[Records]
━━━━━━━━

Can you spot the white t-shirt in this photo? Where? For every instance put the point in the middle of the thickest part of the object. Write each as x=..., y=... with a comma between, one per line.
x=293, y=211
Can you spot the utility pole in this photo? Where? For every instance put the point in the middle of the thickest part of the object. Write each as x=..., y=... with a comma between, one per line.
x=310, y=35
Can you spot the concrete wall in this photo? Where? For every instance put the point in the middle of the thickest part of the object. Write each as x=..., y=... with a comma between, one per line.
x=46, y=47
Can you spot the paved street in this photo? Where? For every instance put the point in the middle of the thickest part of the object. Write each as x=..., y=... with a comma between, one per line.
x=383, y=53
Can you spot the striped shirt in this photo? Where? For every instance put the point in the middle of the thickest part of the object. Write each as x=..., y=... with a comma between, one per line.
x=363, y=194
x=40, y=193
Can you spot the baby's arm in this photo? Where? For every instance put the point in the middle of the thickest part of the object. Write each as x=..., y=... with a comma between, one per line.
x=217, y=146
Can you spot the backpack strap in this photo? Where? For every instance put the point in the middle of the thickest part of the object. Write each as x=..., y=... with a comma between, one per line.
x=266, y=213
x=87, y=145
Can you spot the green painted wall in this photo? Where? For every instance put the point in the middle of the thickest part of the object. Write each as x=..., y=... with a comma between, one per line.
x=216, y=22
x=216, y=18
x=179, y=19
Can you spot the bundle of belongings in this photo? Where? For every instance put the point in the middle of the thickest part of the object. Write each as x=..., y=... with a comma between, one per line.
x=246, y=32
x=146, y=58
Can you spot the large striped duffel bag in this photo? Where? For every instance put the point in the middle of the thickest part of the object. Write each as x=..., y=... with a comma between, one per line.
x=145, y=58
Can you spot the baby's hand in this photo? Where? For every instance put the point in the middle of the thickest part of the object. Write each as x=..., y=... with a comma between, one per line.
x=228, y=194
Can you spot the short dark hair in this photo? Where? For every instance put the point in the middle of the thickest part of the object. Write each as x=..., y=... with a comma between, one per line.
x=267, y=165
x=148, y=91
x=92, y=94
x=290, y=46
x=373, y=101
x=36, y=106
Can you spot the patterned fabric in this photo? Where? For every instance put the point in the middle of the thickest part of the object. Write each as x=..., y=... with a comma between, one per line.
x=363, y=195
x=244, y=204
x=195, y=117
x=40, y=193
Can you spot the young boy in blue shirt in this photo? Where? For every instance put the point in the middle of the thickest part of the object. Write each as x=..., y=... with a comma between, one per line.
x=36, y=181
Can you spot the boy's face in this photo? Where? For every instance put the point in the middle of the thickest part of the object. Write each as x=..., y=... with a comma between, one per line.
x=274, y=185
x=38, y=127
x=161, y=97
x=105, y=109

━━━━━━━━

WHAT THE EXERCISE ASKS
Extract the data in full. Keep it word for word.

RIGHT ANSWER
Can you spot the white t-shirt in this photo? Where? For every instance put the point in the middle of the thickest part of the object. Write each as x=..., y=... with a comma between, one per line.
x=293, y=211
Can you spot the utility pole in this photo? Where? For every instance put the point in the middle of the thickest part of the object. Write each as x=..., y=... with a comma between, one per line.
x=310, y=35
Can you spot the concrete wall in this photo? Where? For every instance put the point in the middle of the thickest part of the object. Write each as x=..., y=... with a comma between, one per line.
x=46, y=47
Can you spot the paved street in this photo? Where? For every instance put the point in the middle of the thickest part of the object. Write each as x=..., y=... with a comma between, one per line.
x=383, y=53
Can you spot the striped shirt in this photo? Where? For every instance put the point in the middle of the thickest part of the object. Write each as x=..., y=... with a comma between, one per line.
x=363, y=194
x=40, y=193
Can you spot the baby's arm in this photo? Where? For every instance put the point in the middle of the thickest part of the object. Write each as x=..., y=... with a comma between, one per line.
x=217, y=146
Can you spot the backpack strap in this photo? Where? For every instance put the point in the middle of the thickest part of the object. Write each as x=..., y=... with a comma between, one per line.
x=266, y=213
x=87, y=145
Can you spot the green painted wall in this photo? Where? For every instance put the point in the middle of the thickest part of the object. Write each as x=..., y=... with a comma between, one per line.
x=216, y=22
x=216, y=18
x=179, y=19
Can you spot the bundle of belongings in this photo? Where? For every instance put the point in the middle of the thickest part of the object. Write each as x=..., y=... with a comma between, one per line.
x=246, y=32
x=146, y=58
Can you spot the large striped duffel bag in this photo? Where? For every instance put the point in the middle of the thickest part of the object. Write each as x=..., y=... with a comma between, one per line.
x=145, y=58
Can you spot the baby's hand in this photo? Where? For every instance put the point in the middle of the thickest part of the object. Write each as x=..., y=... with a comma between, one per line.
x=228, y=194
Can you spot the short dark hair in this photo? Where? For every instance put the point in the middle of the thickest part of the object. Write each as x=..., y=... with a comma between, one per line.
x=267, y=165
x=148, y=91
x=92, y=94
x=290, y=46
x=373, y=101
x=36, y=106
Can you spot the patterned fabric in this photo? Where? For every instance put the point in the middle of the thickest part of the object. Write each as x=..., y=... with a comma between, one per line.
x=363, y=195
x=244, y=204
x=195, y=117
x=40, y=193
Can you spot the young boy in blue shirt in this photo? Where? For every instance put the point in the middle of the thickest part of the object. Write each as x=..., y=... with a comma between, one per line.
x=36, y=181
Can you spot the boy's face in this photo? Where? For every instance put the point in the middle of the thickest part of the object. Write each as x=..., y=... with a comma between, one per line.
x=274, y=185
x=38, y=127
x=161, y=97
x=105, y=109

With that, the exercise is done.